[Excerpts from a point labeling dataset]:
·····

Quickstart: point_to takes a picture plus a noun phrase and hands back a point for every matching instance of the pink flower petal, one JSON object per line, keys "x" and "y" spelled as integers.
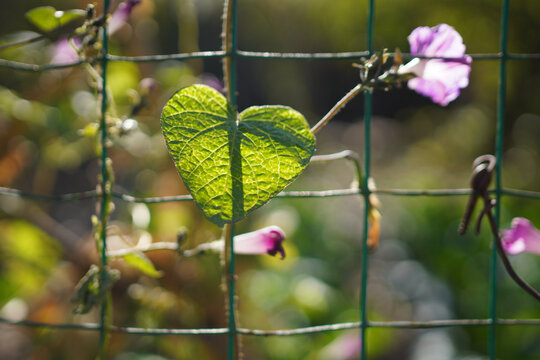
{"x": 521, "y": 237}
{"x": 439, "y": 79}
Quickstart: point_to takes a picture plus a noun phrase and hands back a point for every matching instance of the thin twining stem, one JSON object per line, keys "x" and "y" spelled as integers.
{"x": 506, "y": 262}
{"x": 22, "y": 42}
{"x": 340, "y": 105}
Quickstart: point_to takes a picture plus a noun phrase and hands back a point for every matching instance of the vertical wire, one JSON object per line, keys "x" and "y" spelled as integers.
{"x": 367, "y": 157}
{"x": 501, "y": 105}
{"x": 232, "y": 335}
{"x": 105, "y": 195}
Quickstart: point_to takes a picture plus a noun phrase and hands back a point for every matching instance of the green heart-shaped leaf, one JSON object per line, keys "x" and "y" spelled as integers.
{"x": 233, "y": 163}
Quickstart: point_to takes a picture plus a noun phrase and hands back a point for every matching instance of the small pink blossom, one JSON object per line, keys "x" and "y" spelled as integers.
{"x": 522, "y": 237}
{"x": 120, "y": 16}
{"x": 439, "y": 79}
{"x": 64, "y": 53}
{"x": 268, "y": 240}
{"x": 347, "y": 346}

·····

[Task requirements]:
Rewrite every line of the data above as a numbered list, skipping any blank lines. Leave the picture out of your answer.

[Result of the exercise]:
1. Quickstart: point_to takes a picture plus a noun phrase and hands back a point for every matching instance of the pink flower petal, one JSON object per line, keys "x" and "y" spelled as integers.
2. {"x": 521, "y": 237}
3. {"x": 439, "y": 79}
4. Quickstart: point_to takes a picture plus a noun phrase and hands back a point for every matching instance of the thin twining stem, one JSON object per line, keys "x" and "y" spelled as integers.
5. {"x": 506, "y": 262}
6. {"x": 22, "y": 42}
7. {"x": 340, "y": 105}
8. Quickstart: point_to takes a picture plus a noun phrase and hands back a point for every matching instance of the vertical wire, one JSON object per line, keys "x" and "y" spelled as integers.
9. {"x": 367, "y": 157}
10. {"x": 501, "y": 105}
11. {"x": 232, "y": 335}
12. {"x": 105, "y": 195}
13. Quickstart: point_to takes a picture plus a noun phrase and hands back a point for every matching instance of the green heart-shaped leaf, one JSON object per line, keys "x" and "y" spelled as integers.
14. {"x": 233, "y": 163}
15. Quickstart: point_to takes a picture plus a noun phrase and hands back a point for every matching instance of the small pink blossom, one JSON object per line, keys "x" and "y" spelled as integers.
16. {"x": 522, "y": 237}
17. {"x": 120, "y": 16}
18. {"x": 439, "y": 79}
19. {"x": 64, "y": 53}
20. {"x": 268, "y": 240}
21. {"x": 347, "y": 346}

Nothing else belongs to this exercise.